> **RECORD SET**
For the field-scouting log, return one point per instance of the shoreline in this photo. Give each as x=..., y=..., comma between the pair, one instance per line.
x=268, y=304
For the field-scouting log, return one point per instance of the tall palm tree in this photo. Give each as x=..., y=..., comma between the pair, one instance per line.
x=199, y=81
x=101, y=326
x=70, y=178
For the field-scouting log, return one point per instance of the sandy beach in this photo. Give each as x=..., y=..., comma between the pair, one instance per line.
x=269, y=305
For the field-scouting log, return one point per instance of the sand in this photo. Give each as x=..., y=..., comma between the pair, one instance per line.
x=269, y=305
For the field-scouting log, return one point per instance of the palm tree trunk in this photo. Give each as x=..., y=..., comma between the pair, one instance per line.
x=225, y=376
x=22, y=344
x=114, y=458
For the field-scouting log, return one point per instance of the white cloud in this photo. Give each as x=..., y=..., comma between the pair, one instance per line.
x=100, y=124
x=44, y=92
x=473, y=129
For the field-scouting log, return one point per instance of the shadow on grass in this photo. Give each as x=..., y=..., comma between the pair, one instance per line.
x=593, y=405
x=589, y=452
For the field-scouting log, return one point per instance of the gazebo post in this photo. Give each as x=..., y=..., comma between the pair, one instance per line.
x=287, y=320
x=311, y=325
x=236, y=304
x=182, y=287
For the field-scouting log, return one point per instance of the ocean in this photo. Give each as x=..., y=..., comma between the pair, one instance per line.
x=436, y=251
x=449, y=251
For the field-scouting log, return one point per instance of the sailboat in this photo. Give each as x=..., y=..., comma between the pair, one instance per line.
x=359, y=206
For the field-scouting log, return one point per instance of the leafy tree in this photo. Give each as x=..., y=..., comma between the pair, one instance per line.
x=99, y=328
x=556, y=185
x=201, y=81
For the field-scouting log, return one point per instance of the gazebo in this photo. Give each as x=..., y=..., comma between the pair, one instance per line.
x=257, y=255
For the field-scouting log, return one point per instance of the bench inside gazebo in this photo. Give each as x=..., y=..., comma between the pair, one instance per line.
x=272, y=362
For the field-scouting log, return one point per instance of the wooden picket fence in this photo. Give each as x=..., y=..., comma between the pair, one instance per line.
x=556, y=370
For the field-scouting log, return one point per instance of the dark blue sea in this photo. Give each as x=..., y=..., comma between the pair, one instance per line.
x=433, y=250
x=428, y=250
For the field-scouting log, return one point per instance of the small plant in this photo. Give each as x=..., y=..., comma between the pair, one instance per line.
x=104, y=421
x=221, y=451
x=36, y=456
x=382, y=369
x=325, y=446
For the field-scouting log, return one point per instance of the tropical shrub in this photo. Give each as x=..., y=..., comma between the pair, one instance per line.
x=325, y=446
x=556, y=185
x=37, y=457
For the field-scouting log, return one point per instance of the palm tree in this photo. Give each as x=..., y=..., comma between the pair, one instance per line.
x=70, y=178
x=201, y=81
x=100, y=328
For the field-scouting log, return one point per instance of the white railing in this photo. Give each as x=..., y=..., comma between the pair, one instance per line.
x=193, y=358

> **EXERCISE OBJECTIVE**
Keeping every line exactly as it is, retype the entries shown above.

> **SOLUTION TO THIS EXERCISE**
For the field-scouting log, return one point per instance of the shoreline in this photo. Give each as x=..., y=..., comma between the pair, one instance per line.
x=268, y=304
For the field-scouting log, return one point per instance of the tall palm tree in this photo. Give each as x=..., y=..., comma between the pair, one instance per line.
x=199, y=81
x=101, y=326
x=70, y=178
For the field-scouting log, return one point per instance of the sandy beach in this photo. Give each as x=..., y=..., comma between the pair, one instance per line.
x=269, y=305
For the field-scouting log, return one point per instance of the sand in this photo. Give each as x=..., y=..., comma between the pair, one instance per line.
x=269, y=305
For the field-scouting log, return one point per instance of the palm tree trunk in this photo. Give each as x=..., y=..., comma between the pair, one instance per line.
x=225, y=376
x=22, y=344
x=114, y=458
For the field-scouting log, return one point per instance of the white cloud in this photo. Give each as x=..., y=..., comma between the pair, one instance per line.
x=100, y=124
x=44, y=92
x=473, y=129
For the field-scouting log, return one point per instance of the shadow on grass in this photo. Give each as x=..., y=..., comma between the pair, one instance per line.
x=593, y=405
x=589, y=452
For the field-scouting log, return one point per instance of the gazebo post in this photo. Give each as x=..., y=..., comma between the pair, one instance per line.
x=287, y=320
x=311, y=325
x=236, y=304
x=182, y=287
For the field-scouting log, return one point per instance of the ocean in this photo. Give each as x=..., y=..., comma between the pair, one instance per line.
x=436, y=251
x=449, y=251
For the field-scouting log, return one point per instance of the sailboat in this photo. Give each as x=..., y=..., comma between the pair, one instance per line.
x=359, y=206
For the field-scouting log, return one point per instance of the leafy tree in this photo. Give each as x=..., y=..., comma between the pair, one instance per line.
x=99, y=328
x=556, y=185
x=201, y=81
For the field-scouting log, return one point per instance of the gazebo in this photo. Give each as x=..., y=..., comma between the pair, one instance per line.
x=257, y=255
For the field-scouting log, return one point per instance of the bench inside gazebo in this photo. Give each as x=..., y=..., comma between the pair, one instance per line.
x=272, y=362
For the field-scouting log, return one point per instance of the wooden picket fence in this photo. Give each as x=..., y=..., comma between the pair, one instance per line.
x=556, y=370
For the field-scouting log, return one point per instance of the dark blue sea in this photo. Give each as x=..., y=..., comma between the pair, one instance per line.
x=433, y=250
x=428, y=250
For the field-scouting log, return one point per instance of the small plant in this photo. Give each as x=..., y=..., comma between the pair, one instance per line.
x=104, y=421
x=221, y=451
x=36, y=456
x=382, y=369
x=325, y=446
For the field-scouting log, return one point per instance of the tropical shrub in this photo. Give each as x=..., y=..., comma between the pair, one instance per line.
x=325, y=446
x=556, y=185
x=37, y=457
For the field-scouting log, return one point per instance of the palm tree in this photo. Give each as x=..., y=..., comma between the pair, one instance per line.
x=70, y=178
x=201, y=81
x=100, y=328
For the field-scouting log, return one point per instance of the white railing in this photo. Give each as x=..., y=..., comma between the pair, one instance per line.
x=193, y=358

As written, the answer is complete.